### Aim of the task
Copy out, unchanged, every line of the records below from the one containing "# test: pointer drops one pin on the statue's head, once" through the end of the records.

### Material for the task
-- START --

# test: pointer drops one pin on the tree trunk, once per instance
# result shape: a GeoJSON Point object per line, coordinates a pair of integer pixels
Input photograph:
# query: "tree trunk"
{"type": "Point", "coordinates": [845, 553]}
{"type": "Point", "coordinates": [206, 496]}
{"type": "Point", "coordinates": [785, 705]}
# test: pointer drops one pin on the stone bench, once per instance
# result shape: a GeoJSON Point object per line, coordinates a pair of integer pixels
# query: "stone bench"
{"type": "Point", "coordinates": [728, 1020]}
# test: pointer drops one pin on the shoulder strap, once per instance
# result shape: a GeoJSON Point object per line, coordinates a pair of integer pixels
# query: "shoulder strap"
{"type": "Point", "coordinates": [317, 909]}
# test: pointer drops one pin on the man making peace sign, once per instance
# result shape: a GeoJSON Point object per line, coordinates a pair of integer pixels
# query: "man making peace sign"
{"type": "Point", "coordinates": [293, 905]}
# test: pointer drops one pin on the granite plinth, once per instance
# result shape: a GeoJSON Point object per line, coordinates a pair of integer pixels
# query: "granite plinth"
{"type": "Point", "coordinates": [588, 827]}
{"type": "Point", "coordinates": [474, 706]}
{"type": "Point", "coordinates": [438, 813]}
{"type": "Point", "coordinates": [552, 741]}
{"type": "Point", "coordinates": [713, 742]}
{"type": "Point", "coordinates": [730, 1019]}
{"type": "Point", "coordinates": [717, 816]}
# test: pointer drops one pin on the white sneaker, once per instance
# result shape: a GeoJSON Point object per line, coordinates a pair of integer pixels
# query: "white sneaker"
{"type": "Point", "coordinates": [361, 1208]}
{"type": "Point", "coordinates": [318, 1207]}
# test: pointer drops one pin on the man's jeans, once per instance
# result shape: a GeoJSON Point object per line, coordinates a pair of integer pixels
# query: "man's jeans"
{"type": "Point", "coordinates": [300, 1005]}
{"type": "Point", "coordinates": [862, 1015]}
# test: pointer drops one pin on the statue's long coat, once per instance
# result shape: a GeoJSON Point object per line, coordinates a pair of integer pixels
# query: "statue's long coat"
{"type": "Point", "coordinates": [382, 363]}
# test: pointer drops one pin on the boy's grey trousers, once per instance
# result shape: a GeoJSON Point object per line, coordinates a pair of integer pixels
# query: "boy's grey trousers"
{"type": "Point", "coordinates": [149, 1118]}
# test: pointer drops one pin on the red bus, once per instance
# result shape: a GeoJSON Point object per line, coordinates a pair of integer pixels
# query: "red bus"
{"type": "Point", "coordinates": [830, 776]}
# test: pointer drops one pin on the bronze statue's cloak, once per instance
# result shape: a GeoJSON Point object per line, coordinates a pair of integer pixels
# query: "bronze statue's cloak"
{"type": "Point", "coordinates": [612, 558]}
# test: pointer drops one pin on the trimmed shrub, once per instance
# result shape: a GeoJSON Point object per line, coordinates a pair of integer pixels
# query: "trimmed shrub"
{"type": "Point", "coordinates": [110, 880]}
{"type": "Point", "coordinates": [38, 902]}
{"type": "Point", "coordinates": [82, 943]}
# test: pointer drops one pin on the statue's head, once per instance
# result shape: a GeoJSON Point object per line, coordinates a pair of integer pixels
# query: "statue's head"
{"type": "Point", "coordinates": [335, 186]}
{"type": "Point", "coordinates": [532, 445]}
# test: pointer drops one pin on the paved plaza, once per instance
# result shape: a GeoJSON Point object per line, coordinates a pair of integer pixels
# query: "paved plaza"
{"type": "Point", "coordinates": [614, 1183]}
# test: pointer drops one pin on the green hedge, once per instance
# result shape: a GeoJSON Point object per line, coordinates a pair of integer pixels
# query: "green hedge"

-- END --

### Written reply
# test: pointer drops one pin on the statue's head, once per instance
# result shape: a GeoJSON Point object per line, coordinates a pair of integer pixels
# query: "statue's head"
{"type": "Point", "coordinates": [335, 186]}
{"type": "Point", "coordinates": [532, 445]}
# test: pointer drops one pin on the paved plaza, once per instance
# result shape: a GeoJSON Point object per line, coordinates a pair of integer pixels
# query: "paved plaza"
{"type": "Point", "coordinates": [614, 1183]}
# test: pointer drops one pin on the green hedge, once per instance
# result shape: a GeoJSON Point object per line, coordinates a pair of integer pixels
# query: "green hedge"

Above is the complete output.